Dataset content: Begin

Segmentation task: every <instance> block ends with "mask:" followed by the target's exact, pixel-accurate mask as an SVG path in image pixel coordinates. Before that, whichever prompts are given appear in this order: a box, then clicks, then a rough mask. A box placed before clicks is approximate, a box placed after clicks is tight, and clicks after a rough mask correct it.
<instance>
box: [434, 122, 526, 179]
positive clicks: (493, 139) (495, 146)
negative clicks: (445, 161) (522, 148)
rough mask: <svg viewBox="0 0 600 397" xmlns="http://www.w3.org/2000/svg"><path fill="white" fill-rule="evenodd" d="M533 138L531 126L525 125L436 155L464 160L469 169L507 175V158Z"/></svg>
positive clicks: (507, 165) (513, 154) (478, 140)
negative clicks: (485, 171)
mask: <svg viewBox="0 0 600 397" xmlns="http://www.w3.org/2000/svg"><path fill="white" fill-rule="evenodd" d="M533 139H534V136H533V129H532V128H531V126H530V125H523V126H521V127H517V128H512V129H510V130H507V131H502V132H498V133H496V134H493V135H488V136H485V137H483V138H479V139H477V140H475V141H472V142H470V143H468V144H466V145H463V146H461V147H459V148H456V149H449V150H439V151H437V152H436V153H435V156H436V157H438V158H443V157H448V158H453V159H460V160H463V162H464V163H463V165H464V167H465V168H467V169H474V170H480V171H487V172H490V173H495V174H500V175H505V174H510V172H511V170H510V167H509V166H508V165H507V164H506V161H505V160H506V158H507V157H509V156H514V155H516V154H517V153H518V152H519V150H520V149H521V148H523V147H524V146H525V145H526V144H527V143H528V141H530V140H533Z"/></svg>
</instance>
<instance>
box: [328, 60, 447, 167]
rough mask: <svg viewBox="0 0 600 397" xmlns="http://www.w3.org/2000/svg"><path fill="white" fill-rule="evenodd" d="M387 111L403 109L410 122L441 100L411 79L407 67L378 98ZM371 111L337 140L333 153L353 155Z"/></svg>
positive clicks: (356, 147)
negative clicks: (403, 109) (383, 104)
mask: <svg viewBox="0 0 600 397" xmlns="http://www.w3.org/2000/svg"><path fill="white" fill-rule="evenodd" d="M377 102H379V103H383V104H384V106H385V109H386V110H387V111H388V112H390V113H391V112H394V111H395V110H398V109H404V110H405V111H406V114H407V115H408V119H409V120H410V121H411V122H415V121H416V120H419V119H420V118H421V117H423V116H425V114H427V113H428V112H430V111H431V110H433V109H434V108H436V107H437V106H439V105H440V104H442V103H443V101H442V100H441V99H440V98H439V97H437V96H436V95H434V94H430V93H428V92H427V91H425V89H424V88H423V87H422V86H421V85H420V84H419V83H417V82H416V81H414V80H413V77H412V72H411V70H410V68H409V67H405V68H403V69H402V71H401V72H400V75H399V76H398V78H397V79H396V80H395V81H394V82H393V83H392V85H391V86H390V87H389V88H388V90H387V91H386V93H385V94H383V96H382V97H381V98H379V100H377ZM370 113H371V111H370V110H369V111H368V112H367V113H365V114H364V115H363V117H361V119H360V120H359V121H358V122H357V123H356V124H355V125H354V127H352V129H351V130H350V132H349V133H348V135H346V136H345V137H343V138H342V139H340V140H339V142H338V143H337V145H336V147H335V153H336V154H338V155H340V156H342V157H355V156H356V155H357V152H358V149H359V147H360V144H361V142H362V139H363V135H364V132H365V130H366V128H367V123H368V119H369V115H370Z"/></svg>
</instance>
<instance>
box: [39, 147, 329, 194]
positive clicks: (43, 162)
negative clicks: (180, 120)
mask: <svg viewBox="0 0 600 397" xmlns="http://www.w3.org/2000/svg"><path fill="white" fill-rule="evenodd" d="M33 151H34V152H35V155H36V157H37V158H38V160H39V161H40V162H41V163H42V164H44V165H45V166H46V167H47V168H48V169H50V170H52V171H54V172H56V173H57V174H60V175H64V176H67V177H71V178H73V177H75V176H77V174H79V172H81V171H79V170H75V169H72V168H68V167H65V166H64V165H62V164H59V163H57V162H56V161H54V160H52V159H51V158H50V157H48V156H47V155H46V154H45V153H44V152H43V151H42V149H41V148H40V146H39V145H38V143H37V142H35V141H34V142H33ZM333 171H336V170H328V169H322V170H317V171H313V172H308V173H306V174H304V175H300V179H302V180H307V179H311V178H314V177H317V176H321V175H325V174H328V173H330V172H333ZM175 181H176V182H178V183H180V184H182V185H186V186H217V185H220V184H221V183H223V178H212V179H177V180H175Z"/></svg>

Dataset content: End

**Assigned task**
What is wanted is every line from the first line of the entries through the line that contains "negative clicks: (445, 161) (522, 148)", given again exactly.

**Response to this task**
Segmentation task: every <instance> block ends with "mask:" followed by the target's exact, pixel-accurate mask as an SVG path in image pixel coordinates. Before that, whichever prompts are given appear in this order: a box, then clicks, then a rough mask. A box placed before clicks is approximate, a box placed after clicks is tight, and clicks after a rough mask correct it.
<instance>
box: [434, 122, 526, 179]
positive clicks: (493, 139) (495, 146)
negative clicks: (445, 161) (522, 148)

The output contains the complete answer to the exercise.